Exercise goal: Skip every line before the one containing "Mark the fallen", then copy that line and the rest of the entries below exactly, through the last line.

Given data:
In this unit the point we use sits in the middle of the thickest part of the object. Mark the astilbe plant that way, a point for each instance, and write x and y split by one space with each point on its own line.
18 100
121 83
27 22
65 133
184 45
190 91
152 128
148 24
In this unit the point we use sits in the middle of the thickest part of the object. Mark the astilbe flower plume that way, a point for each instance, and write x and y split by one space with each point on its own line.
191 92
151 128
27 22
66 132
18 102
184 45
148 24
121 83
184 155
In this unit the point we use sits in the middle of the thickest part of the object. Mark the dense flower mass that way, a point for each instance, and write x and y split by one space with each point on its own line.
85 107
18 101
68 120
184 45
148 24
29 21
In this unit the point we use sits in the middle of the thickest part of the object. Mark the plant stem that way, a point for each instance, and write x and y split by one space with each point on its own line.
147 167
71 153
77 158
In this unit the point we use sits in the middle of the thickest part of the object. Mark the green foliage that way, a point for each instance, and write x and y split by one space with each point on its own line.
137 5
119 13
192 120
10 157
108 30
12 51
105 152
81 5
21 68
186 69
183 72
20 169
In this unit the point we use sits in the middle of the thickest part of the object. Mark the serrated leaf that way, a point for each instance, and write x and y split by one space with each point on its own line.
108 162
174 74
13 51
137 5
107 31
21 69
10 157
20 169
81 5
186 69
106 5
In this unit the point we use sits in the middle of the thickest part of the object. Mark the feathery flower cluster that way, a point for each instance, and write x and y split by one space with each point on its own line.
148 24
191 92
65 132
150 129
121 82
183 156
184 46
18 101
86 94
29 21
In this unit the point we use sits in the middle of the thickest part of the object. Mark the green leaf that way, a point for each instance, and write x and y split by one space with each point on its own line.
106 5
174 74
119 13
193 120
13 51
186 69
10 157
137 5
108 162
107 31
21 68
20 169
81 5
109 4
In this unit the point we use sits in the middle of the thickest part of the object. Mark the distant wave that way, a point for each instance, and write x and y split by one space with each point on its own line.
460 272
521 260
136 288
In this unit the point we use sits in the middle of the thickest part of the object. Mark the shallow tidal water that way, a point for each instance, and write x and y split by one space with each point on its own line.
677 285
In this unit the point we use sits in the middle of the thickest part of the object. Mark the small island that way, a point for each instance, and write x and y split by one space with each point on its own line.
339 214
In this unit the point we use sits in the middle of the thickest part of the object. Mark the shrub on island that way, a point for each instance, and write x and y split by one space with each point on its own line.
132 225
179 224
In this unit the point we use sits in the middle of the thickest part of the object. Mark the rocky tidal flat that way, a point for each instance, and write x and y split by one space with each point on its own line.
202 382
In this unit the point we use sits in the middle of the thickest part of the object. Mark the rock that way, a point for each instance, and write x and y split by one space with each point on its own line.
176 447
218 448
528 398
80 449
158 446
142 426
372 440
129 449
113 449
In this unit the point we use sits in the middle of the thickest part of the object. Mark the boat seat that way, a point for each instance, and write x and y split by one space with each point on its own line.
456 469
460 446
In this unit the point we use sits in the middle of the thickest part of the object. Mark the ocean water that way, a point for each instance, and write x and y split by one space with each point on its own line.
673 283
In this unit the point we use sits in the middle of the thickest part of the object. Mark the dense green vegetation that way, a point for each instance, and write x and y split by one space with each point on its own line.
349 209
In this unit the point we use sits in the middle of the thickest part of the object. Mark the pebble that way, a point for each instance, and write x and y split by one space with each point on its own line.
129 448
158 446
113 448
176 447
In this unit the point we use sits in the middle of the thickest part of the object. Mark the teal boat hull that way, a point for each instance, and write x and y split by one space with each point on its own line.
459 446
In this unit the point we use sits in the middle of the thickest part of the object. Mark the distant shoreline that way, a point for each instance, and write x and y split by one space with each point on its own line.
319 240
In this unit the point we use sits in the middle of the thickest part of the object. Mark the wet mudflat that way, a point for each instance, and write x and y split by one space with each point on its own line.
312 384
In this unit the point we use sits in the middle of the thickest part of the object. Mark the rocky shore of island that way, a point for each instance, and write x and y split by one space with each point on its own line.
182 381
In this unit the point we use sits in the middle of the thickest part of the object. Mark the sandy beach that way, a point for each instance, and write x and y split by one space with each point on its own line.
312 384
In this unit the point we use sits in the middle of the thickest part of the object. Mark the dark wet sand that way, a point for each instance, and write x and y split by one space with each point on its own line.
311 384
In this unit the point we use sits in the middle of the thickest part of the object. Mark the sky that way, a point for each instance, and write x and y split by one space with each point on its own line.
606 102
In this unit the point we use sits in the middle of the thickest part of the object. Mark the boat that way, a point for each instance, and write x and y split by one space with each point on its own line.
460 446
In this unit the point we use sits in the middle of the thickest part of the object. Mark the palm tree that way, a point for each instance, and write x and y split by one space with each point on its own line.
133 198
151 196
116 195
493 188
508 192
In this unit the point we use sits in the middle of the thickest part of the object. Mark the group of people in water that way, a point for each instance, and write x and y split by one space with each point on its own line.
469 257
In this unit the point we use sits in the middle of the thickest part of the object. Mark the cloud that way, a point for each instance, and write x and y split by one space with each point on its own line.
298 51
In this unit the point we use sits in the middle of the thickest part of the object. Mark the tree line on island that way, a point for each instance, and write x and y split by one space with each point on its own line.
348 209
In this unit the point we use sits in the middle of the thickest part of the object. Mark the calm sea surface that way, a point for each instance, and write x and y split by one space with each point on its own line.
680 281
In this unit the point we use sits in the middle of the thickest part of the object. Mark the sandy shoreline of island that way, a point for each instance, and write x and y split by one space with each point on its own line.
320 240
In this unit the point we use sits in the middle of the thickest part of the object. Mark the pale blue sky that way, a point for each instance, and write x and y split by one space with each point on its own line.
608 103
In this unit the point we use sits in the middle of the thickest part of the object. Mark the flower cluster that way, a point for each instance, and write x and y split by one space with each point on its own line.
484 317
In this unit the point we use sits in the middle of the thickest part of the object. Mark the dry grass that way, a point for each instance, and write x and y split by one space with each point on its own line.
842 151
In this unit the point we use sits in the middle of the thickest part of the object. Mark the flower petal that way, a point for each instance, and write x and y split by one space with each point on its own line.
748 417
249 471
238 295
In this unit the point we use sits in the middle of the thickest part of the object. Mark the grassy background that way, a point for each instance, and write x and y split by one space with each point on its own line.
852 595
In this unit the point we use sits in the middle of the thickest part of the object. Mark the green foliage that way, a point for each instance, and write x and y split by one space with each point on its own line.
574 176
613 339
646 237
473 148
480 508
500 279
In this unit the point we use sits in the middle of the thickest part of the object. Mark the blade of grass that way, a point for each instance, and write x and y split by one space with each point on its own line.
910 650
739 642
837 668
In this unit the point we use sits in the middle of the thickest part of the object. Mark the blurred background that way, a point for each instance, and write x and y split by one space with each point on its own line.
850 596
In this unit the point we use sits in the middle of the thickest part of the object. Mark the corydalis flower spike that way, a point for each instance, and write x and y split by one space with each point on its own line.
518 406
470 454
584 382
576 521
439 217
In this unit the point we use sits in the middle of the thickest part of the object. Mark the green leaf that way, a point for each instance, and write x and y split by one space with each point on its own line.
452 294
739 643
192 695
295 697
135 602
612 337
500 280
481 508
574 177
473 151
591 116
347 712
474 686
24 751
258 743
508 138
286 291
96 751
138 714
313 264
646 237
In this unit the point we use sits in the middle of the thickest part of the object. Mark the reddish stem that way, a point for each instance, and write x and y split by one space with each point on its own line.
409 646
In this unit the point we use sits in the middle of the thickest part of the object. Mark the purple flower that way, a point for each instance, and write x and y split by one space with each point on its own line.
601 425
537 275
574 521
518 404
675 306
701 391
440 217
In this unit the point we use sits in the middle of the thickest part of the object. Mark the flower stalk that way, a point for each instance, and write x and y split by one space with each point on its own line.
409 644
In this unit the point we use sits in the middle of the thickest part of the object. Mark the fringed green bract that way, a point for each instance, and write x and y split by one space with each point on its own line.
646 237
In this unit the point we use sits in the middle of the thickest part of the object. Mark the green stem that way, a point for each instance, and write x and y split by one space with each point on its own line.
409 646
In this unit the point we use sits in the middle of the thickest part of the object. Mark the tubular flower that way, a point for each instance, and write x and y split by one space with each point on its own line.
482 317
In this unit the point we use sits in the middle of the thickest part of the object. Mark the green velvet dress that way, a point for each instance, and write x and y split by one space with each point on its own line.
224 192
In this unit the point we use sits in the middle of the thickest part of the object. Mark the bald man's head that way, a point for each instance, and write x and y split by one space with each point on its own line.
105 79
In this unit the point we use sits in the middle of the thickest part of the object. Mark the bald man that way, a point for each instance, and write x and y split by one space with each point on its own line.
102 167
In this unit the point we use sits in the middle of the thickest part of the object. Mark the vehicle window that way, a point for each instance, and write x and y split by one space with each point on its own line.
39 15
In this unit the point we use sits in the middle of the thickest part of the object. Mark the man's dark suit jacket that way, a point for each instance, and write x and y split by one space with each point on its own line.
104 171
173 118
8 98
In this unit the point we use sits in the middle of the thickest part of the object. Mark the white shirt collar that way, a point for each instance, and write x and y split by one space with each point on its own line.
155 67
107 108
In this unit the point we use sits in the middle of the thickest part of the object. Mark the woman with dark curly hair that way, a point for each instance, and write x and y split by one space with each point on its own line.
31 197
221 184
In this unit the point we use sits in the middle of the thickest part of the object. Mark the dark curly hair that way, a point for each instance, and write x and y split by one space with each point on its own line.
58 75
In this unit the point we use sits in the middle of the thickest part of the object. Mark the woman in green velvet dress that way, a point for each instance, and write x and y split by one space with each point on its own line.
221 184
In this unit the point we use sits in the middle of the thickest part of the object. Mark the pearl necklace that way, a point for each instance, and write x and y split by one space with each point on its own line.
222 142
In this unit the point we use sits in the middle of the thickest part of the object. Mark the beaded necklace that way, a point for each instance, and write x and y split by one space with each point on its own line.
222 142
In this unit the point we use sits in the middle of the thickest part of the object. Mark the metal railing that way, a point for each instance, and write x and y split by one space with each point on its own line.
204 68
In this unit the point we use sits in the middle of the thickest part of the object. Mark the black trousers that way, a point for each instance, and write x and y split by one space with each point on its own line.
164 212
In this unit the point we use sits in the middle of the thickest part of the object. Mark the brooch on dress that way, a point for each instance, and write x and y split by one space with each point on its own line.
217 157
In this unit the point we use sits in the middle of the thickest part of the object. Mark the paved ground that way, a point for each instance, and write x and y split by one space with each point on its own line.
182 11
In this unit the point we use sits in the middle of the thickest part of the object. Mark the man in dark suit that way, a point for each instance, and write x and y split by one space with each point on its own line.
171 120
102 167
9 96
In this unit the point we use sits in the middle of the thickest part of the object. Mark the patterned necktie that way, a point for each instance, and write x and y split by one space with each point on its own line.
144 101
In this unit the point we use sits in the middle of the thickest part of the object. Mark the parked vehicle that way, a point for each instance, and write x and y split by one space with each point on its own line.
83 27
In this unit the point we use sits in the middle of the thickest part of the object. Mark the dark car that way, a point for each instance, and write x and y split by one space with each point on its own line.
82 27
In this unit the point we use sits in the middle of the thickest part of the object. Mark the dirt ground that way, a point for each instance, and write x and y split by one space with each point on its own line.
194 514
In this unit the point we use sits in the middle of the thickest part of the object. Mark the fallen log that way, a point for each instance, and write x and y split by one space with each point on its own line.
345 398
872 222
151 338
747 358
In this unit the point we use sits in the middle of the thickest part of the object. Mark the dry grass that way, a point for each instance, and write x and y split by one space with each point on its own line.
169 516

Answer to the problem:
In this unit the point we use sits in the middle of the thickest part of the object. Mark the fallen log that way, a point for each instance, and write x and y split by one space with each point on its own line.
345 398
872 222
151 338
747 358
In this unit the point we use sits in the middle of the thickest part of the object. Mark the dry grass that way, a point for each instance, and write x and y split by one space with each point on its own line.
169 516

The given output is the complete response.